## Required work:
Read the data and repeat all of it exactly.

## Records shown:
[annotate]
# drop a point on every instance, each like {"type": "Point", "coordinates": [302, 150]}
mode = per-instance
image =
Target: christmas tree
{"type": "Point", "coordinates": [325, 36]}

## Finished exercise:
[annotate]
# drop a point on every instance, each like {"type": "Point", "coordinates": [302, 150]}
mode = per-instance
image =
Target: christmas tree
{"type": "Point", "coordinates": [325, 36]}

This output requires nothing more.